**PROBLEM 1:** In the Mauritius human rights text, who was to chair the Independent Police Complaints Commission?
**PROBLEM 2:** From the Mauritius human rights text, reproduce the passage from "Combating the scourge" to "place for victims." word for word.

**TEXT:**
╭──
Amendments had been made to the Criminal Appeal Act and the Protection of Human Rights Act, to strengthen the powers of the National Human Rights Commission; the Protection from Domestic Violence Act; the Prevention of Terrorism (Amendment) Act; and the Extradition Act.

The National Preventive Mechanism Division of the National Human Rights Commission was tasked with providing human rights training to prison officers, for which it drew on the Istanbul Protocol, conducting regular visits to prisons and thorough investigations into deaths in custody and allegations of violence against detainees.

The Police Complaints Division was also operational. Since 2014, it had received 2,177 complaints, of which 1,875 had already been disposed of, 294 were being investigated and the remainder had been referred to either the Director of Public Prosecutions for advice or the Disciplined Forces Service Commission for appropriate disciplinary action. To address allegations of police brutality in a more expeditious manner, the Government had established the Independent Police Complaints Commission, which was to be chaired by a former Supreme Court judge.

In 2015, an interministerial committee had been established under the aegis of the Attorney General’s Office to examine issues related to trafficking in persons, including children. As part of efforts to combat trafficking, the committee was finalizing a draft national action plan and had developed a capacity-building programme for a range of relevant stakeholders.

Given that foreign workers from Bangladesh, China, India and Madagascar, among other countries, travelled regularly to and from Mauritius, and that some of those persons had reportedly been involved in human trafficking, controls had been tightened at points of entry to prevent the illegal entry and exploitation of foreign workers.

Combating the scourge of domestic violence was high on the Government’s agenda. The Ministry of Gender Equality, Child Development and Family Welfare had already implemented an array of measures in that respect, including improvements to the legislative framework, awareness-raising campaigns and advocacy through the media. Moreover, the Protection from Domestic Violence Act had been amended in 2007, 2011 and 2016 to reinforce the protection measures in place for victims.
╰──
**RAW DATA:**
╭──
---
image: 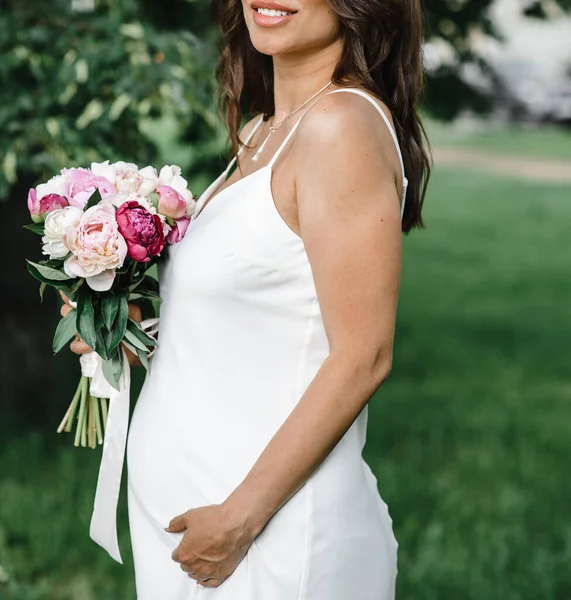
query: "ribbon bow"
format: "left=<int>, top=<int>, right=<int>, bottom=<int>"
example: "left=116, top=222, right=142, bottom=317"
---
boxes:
left=80, top=319, right=159, bottom=564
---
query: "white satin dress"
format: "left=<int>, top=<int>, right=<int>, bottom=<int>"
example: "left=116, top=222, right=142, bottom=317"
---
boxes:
left=127, top=88, right=406, bottom=600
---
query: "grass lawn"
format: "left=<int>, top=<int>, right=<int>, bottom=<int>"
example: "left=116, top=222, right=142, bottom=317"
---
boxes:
left=0, top=169, right=571, bottom=600
left=426, top=119, right=571, bottom=161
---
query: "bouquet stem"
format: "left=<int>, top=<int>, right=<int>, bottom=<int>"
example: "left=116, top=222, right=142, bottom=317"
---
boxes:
left=57, top=380, right=81, bottom=433
left=57, top=377, right=107, bottom=448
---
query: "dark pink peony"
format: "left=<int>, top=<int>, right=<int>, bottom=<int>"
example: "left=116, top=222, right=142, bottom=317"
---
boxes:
left=28, top=188, right=69, bottom=223
left=167, top=217, right=190, bottom=244
left=115, top=200, right=165, bottom=262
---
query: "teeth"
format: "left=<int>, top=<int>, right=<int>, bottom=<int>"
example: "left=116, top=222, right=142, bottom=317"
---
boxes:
left=256, top=8, right=291, bottom=17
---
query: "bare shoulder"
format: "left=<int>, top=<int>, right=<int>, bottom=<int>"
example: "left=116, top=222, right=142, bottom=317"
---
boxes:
left=296, top=92, right=400, bottom=179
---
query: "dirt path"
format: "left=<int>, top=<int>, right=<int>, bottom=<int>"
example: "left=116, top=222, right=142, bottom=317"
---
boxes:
left=433, top=147, right=571, bottom=183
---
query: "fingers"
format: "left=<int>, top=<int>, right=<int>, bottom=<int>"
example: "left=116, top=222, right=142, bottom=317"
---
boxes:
left=165, top=515, right=186, bottom=533
left=180, top=563, right=223, bottom=587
╰──
**EXERCISE RESULT 1:** A former Supreme Court judge.

**EXERCISE RESULT 2:**
Combating the scourge of domestic violence was high on the Government’s agenda. The Ministry of Gender Equality, Child Development and Family Welfare had already implemented an array of measures in that respect, including improvements to the legislative framework, awareness-raising campaigns and advocacy through the media. Moreover, the Protection from Domestic Violence Act had been amended in 2007, 2011 and 2016 to reinforce the protection measures in place for victims.